• [YOUR INSTRUCTIONS]
Go through the listing and write out all of it exactly.

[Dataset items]
>>>

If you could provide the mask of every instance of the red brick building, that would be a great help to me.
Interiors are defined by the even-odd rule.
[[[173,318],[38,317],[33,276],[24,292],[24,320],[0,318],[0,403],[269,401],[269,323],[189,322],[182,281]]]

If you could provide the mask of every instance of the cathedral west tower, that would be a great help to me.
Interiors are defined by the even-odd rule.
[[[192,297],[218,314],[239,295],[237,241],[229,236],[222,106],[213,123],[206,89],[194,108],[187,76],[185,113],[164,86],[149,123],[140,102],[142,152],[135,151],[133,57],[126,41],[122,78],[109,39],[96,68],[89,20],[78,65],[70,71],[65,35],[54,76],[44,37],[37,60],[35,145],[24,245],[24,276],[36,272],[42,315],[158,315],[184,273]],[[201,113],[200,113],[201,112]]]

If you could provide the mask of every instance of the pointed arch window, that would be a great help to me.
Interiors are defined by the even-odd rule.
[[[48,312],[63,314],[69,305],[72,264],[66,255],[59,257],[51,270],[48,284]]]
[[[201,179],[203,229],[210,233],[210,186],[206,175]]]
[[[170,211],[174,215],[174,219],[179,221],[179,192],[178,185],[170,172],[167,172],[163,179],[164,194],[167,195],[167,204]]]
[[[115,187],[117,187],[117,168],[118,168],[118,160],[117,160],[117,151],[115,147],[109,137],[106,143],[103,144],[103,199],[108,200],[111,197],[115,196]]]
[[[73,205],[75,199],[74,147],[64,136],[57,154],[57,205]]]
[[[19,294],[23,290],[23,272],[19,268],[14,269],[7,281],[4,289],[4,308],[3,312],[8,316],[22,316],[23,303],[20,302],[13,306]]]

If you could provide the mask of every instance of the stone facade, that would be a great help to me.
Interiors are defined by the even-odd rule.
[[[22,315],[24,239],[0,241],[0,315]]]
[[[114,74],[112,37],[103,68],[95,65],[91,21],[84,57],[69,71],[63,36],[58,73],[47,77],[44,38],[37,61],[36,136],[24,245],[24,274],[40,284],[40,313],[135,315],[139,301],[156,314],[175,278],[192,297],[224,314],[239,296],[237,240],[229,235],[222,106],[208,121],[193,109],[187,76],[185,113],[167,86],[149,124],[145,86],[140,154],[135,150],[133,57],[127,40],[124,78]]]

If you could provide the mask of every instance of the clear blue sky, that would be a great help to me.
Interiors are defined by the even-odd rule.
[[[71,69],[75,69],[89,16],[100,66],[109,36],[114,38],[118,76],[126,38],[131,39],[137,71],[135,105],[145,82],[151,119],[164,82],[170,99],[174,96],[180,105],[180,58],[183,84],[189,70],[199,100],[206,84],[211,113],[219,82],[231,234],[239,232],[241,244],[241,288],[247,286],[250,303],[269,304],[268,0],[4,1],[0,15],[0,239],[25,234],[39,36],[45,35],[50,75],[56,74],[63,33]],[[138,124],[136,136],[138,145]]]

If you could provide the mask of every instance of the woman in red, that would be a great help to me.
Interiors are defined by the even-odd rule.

<<<

• [REPLY]
If you could provide the mask of every instance of the red brick building, that would be a great help to me.
Interiors are defined by the even-odd rule.
[[[173,318],[38,317],[33,276],[24,292],[24,320],[0,318],[0,403],[269,401],[269,323],[189,322],[182,281]]]

If you could provide the mask of every instance of the cathedral west tower, that would be a great help to me.
Interiors are defined by the even-odd rule.
[[[192,297],[218,314],[239,295],[237,241],[229,236],[222,106],[213,123],[206,89],[194,108],[187,76],[185,113],[164,86],[149,123],[140,102],[142,152],[135,151],[133,57],[126,41],[122,78],[109,39],[96,68],[89,20],[78,65],[70,71],[65,35],[54,76],[44,37],[37,60],[35,145],[24,245],[24,276],[36,272],[42,315],[158,315],[184,273]],[[201,113],[200,113],[201,112]]]

If you could provide the mask of every instance of the pointed arch window, that would be a great help to me.
Interiors are defined by the even-odd rule.
[[[48,312],[63,314],[69,305],[72,264],[66,255],[59,257],[51,270],[48,284]]]
[[[201,179],[203,229],[210,233],[210,186],[206,175]]]
[[[170,211],[174,215],[174,219],[179,221],[179,192],[178,185],[170,172],[167,172],[163,179],[164,194],[167,195],[167,204]]]
[[[115,187],[117,187],[117,168],[118,168],[118,160],[117,160],[117,151],[115,147],[109,137],[106,143],[103,144],[103,199],[108,200],[111,197],[115,196]]]
[[[73,205],[75,199],[74,147],[64,136],[57,154],[57,205]]]
[[[19,294],[23,290],[23,272],[19,268],[14,269],[7,281],[4,289],[4,308],[3,312],[8,316],[22,316],[23,303],[20,302],[13,306]]]

If you could provide the mask of every instance of the stone facade, that would be a great help to me.
Interiors are defined by the even-odd rule.
[[[22,315],[24,239],[0,241],[0,315]]]
[[[114,74],[112,37],[103,68],[95,65],[91,21],[84,57],[69,71],[63,36],[58,73],[47,77],[44,38],[37,61],[36,136],[24,245],[24,274],[40,284],[40,313],[135,315],[139,301],[156,314],[175,278],[192,297],[224,314],[239,296],[237,240],[229,235],[222,106],[208,121],[193,109],[187,76],[185,113],[167,86],[149,124],[145,86],[140,154],[135,150],[133,57],[127,40],[124,78]]]

If you could provide the mask of every instance of the clear blue sky, that would be a great help to me.
Interiors are defined by the even-odd rule.
[[[71,69],[75,69],[89,16],[100,66],[109,36],[114,38],[118,76],[126,38],[131,39],[137,71],[135,105],[145,82],[151,119],[164,82],[170,99],[174,96],[180,105],[180,58],[183,84],[189,70],[199,100],[206,84],[211,113],[219,82],[231,234],[239,232],[241,244],[241,288],[247,286],[250,303],[269,304],[268,0],[4,1],[0,15],[0,239],[25,234],[39,36],[45,35],[50,75],[56,74],[63,33]],[[138,124],[136,136],[138,145]]]

If you could provide the mask of every instance of the woman in red, that would be a great help to me.
Interiors are defined by the even-odd rule.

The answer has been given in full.